TASK GOAL: Pull out each line of the listing below that contains the word "dolphin", copying those lines in full.

(Collection entries)
******

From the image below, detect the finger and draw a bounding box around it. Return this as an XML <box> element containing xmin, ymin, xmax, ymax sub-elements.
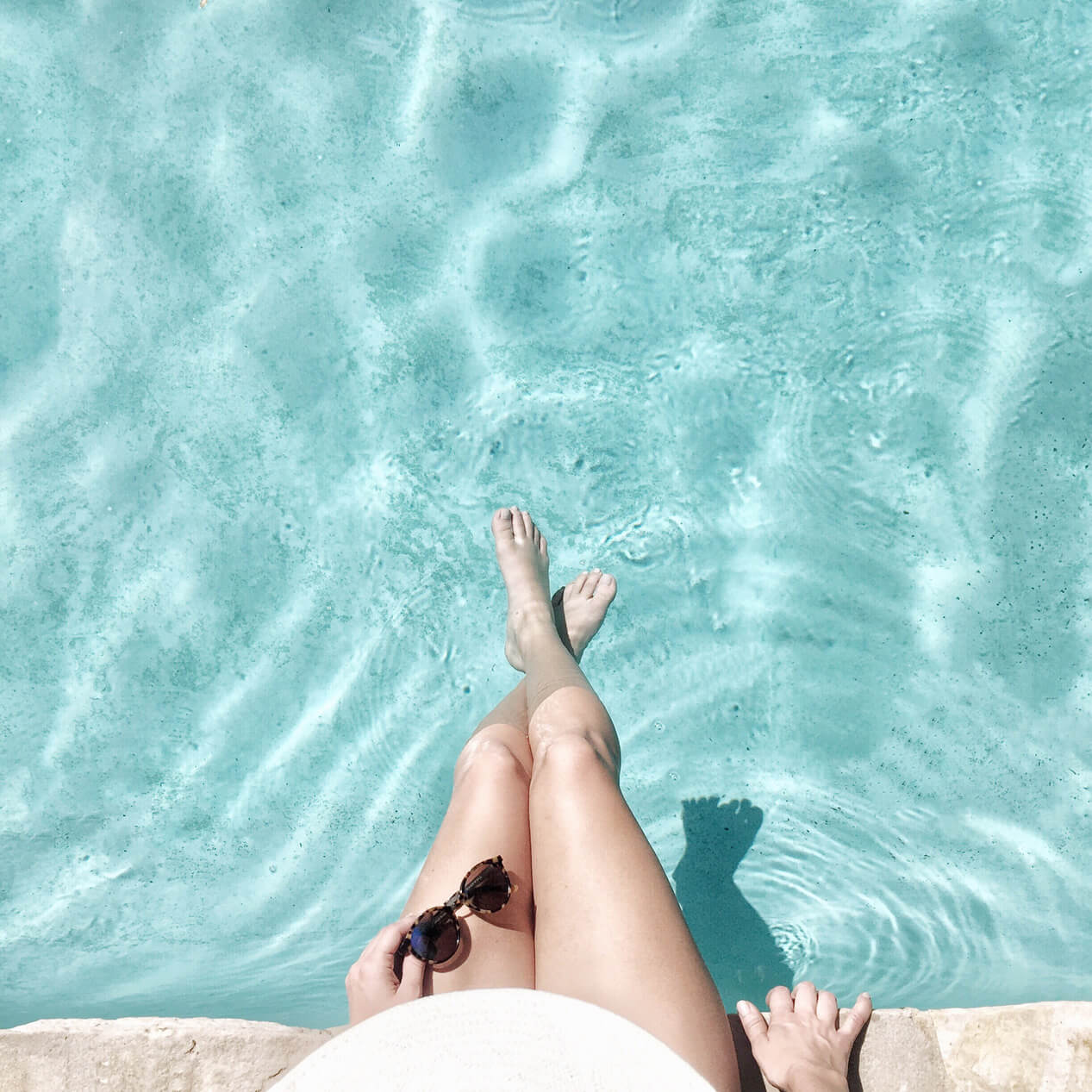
<box><xmin>765</xmin><ymin>986</ymin><xmax>793</xmax><ymax>1017</ymax></box>
<box><xmin>841</xmin><ymin>994</ymin><xmax>872</xmax><ymax>1043</ymax></box>
<box><xmin>736</xmin><ymin>1002</ymin><xmax>769</xmax><ymax>1050</ymax></box>
<box><xmin>394</xmin><ymin>952</ymin><xmax>425</xmax><ymax>1001</ymax></box>
<box><xmin>793</xmin><ymin>982</ymin><xmax>818</xmax><ymax>1015</ymax></box>
<box><xmin>361</xmin><ymin>914</ymin><xmax>417</xmax><ymax>963</ymax></box>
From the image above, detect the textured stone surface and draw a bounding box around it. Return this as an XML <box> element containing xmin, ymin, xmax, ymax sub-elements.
<box><xmin>0</xmin><ymin>1002</ymin><xmax>1092</xmax><ymax>1092</ymax></box>
<box><xmin>0</xmin><ymin>1018</ymin><xmax>338</xmax><ymax>1092</ymax></box>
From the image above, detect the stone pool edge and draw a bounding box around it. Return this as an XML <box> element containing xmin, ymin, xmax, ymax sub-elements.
<box><xmin>0</xmin><ymin>1002</ymin><xmax>1092</xmax><ymax>1092</ymax></box>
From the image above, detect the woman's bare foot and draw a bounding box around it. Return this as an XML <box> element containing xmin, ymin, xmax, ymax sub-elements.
<box><xmin>551</xmin><ymin>569</ymin><xmax>618</xmax><ymax>664</ymax></box>
<box><xmin>492</xmin><ymin>508</ymin><xmax>618</xmax><ymax>671</ymax></box>
<box><xmin>492</xmin><ymin>507</ymin><xmax>555</xmax><ymax>671</ymax></box>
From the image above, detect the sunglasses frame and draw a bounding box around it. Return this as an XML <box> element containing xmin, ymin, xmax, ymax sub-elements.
<box><xmin>396</xmin><ymin>855</ymin><xmax>520</xmax><ymax>966</ymax></box>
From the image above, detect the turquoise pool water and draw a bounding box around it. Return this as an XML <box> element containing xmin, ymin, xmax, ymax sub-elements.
<box><xmin>0</xmin><ymin>0</ymin><xmax>1092</xmax><ymax>1026</ymax></box>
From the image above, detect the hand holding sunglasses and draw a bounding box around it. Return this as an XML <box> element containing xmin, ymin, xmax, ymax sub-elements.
<box><xmin>345</xmin><ymin>858</ymin><xmax>518</xmax><ymax>1024</ymax></box>
<box><xmin>345</xmin><ymin>914</ymin><xmax>425</xmax><ymax>1024</ymax></box>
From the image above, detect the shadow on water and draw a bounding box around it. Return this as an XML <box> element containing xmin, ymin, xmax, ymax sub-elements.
<box><xmin>672</xmin><ymin>796</ymin><xmax>793</xmax><ymax>1014</ymax></box>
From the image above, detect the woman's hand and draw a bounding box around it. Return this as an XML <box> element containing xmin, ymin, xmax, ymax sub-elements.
<box><xmin>345</xmin><ymin>914</ymin><xmax>425</xmax><ymax>1024</ymax></box>
<box><xmin>736</xmin><ymin>982</ymin><xmax>872</xmax><ymax>1092</ymax></box>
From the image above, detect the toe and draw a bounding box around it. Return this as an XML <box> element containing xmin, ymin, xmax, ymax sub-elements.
<box><xmin>492</xmin><ymin>508</ymin><xmax>512</xmax><ymax>539</ymax></box>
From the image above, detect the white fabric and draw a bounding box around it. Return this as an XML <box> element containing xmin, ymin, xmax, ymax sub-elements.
<box><xmin>277</xmin><ymin>989</ymin><xmax>713</xmax><ymax>1092</ymax></box>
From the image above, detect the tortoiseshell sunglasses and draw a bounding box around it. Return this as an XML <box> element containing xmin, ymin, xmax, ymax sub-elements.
<box><xmin>397</xmin><ymin>858</ymin><xmax>519</xmax><ymax>964</ymax></box>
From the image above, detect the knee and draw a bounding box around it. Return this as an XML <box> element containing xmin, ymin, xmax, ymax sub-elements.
<box><xmin>454</xmin><ymin>725</ymin><xmax>531</xmax><ymax>782</ymax></box>
<box><xmin>532</xmin><ymin>732</ymin><xmax>621</xmax><ymax>784</ymax></box>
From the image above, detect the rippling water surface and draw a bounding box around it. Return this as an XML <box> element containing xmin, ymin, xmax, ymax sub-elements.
<box><xmin>0</xmin><ymin>0</ymin><xmax>1092</xmax><ymax>1026</ymax></box>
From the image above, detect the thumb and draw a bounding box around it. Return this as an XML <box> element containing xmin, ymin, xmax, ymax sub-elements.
<box><xmin>396</xmin><ymin>952</ymin><xmax>425</xmax><ymax>1002</ymax></box>
<box><xmin>736</xmin><ymin>1002</ymin><xmax>768</xmax><ymax>1050</ymax></box>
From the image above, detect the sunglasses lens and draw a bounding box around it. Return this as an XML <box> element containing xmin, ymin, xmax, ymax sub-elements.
<box><xmin>409</xmin><ymin>909</ymin><xmax>459</xmax><ymax>963</ymax></box>
<box><xmin>463</xmin><ymin>860</ymin><xmax>511</xmax><ymax>914</ymax></box>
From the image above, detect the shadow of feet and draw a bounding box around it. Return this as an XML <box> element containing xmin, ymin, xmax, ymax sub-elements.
<box><xmin>672</xmin><ymin>796</ymin><xmax>793</xmax><ymax>1014</ymax></box>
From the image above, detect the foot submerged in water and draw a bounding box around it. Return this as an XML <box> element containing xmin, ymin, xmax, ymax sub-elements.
<box><xmin>492</xmin><ymin>507</ymin><xmax>618</xmax><ymax>671</ymax></box>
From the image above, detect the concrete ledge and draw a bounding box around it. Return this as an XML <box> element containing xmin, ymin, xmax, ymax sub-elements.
<box><xmin>0</xmin><ymin>1002</ymin><xmax>1092</xmax><ymax>1092</ymax></box>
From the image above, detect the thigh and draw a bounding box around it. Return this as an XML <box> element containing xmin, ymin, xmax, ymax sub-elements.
<box><xmin>402</xmin><ymin>725</ymin><xmax>535</xmax><ymax>995</ymax></box>
<box><xmin>529</xmin><ymin>736</ymin><xmax>739</xmax><ymax>1092</ymax></box>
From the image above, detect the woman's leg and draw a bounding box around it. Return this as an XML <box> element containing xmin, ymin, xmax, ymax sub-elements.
<box><xmin>402</xmin><ymin>573</ymin><xmax>612</xmax><ymax>994</ymax></box>
<box><xmin>402</xmin><ymin>683</ymin><xmax>535</xmax><ymax>996</ymax></box>
<box><xmin>494</xmin><ymin>511</ymin><xmax>739</xmax><ymax>1092</ymax></box>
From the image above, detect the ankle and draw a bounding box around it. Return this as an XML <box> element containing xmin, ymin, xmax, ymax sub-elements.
<box><xmin>511</xmin><ymin>602</ymin><xmax>561</xmax><ymax>646</ymax></box>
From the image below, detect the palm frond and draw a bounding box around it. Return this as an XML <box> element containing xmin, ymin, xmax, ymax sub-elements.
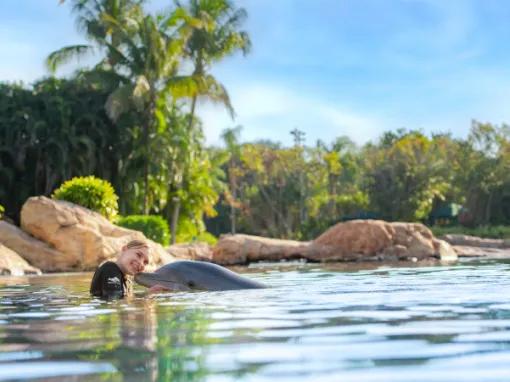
<box><xmin>46</xmin><ymin>45</ymin><xmax>93</xmax><ymax>73</ymax></box>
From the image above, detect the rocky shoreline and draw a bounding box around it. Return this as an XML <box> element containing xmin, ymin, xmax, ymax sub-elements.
<box><xmin>0</xmin><ymin>196</ymin><xmax>510</xmax><ymax>275</ymax></box>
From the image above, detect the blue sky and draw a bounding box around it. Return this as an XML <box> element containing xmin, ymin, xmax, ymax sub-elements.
<box><xmin>0</xmin><ymin>0</ymin><xmax>510</xmax><ymax>144</ymax></box>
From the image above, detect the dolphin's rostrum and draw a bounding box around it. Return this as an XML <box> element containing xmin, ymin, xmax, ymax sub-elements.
<box><xmin>135</xmin><ymin>260</ymin><xmax>266</xmax><ymax>291</ymax></box>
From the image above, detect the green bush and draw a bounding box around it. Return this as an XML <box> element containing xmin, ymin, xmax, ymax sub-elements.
<box><xmin>52</xmin><ymin>176</ymin><xmax>119</xmax><ymax>220</ymax></box>
<box><xmin>430</xmin><ymin>225</ymin><xmax>510</xmax><ymax>239</ymax></box>
<box><xmin>116</xmin><ymin>215</ymin><xmax>170</xmax><ymax>245</ymax></box>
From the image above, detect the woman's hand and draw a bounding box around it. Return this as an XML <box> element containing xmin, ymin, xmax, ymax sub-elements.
<box><xmin>148</xmin><ymin>284</ymin><xmax>170</xmax><ymax>293</ymax></box>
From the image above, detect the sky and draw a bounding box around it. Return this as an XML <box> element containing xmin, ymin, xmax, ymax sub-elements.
<box><xmin>0</xmin><ymin>0</ymin><xmax>510</xmax><ymax>145</ymax></box>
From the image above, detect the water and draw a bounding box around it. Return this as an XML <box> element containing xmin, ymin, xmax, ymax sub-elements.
<box><xmin>0</xmin><ymin>261</ymin><xmax>510</xmax><ymax>382</ymax></box>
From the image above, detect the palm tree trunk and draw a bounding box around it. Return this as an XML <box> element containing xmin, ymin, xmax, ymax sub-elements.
<box><xmin>143</xmin><ymin>121</ymin><xmax>149</xmax><ymax>215</ymax></box>
<box><xmin>170</xmin><ymin>196</ymin><xmax>181</xmax><ymax>244</ymax></box>
<box><xmin>188</xmin><ymin>96</ymin><xmax>197</xmax><ymax>131</ymax></box>
<box><xmin>230</xmin><ymin>174</ymin><xmax>237</xmax><ymax>235</ymax></box>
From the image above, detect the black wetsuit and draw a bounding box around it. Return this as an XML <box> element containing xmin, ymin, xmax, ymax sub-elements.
<box><xmin>90</xmin><ymin>261</ymin><xmax>128</xmax><ymax>298</ymax></box>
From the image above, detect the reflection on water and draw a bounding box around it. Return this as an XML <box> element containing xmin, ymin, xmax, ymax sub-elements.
<box><xmin>0</xmin><ymin>261</ymin><xmax>510</xmax><ymax>381</ymax></box>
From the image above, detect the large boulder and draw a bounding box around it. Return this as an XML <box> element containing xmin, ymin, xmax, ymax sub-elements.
<box><xmin>0</xmin><ymin>244</ymin><xmax>41</xmax><ymax>276</ymax></box>
<box><xmin>212</xmin><ymin>220</ymin><xmax>457</xmax><ymax>264</ymax></box>
<box><xmin>21</xmin><ymin>196</ymin><xmax>174</xmax><ymax>270</ymax></box>
<box><xmin>0</xmin><ymin>221</ymin><xmax>74</xmax><ymax>272</ymax></box>
<box><xmin>212</xmin><ymin>235</ymin><xmax>309</xmax><ymax>265</ymax></box>
<box><xmin>166</xmin><ymin>243</ymin><xmax>212</xmax><ymax>261</ymax></box>
<box><xmin>308</xmin><ymin>220</ymin><xmax>456</xmax><ymax>261</ymax></box>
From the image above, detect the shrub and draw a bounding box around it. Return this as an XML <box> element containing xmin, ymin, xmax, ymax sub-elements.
<box><xmin>52</xmin><ymin>176</ymin><xmax>119</xmax><ymax>220</ymax></box>
<box><xmin>116</xmin><ymin>215</ymin><xmax>170</xmax><ymax>245</ymax></box>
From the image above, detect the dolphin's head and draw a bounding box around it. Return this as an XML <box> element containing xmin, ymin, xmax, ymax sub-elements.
<box><xmin>135</xmin><ymin>267</ymin><xmax>189</xmax><ymax>291</ymax></box>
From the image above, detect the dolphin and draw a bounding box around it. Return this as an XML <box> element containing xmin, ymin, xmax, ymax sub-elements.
<box><xmin>135</xmin><ymin>260</ymin><xmax>266</xmax><ymax>291</ymax></box>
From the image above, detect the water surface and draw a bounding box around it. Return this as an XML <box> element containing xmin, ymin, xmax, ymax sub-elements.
<box><xmin>0</xmin><ymin>261</ymin><xmax>510</xmax><ymax>382</ymax></box>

******

EXERCISE ANSWER:
From the image above, detect the dolphin's rostrum and draw a bounding box around it. Return this as an XML <box> element containing xmin, ymin, xmax, ymax sub-elements.
From the image above, detect the dolphin's head and draw a bounding box around it. Return this as an XML <box> element containing xmin, ymin, xmax, ymax sub-elements.
From the image above, detect the dolphin and draw a bounding box around it. Return this as an XML <box> element containing xmin, ymin, xmax, ymax sub-elements.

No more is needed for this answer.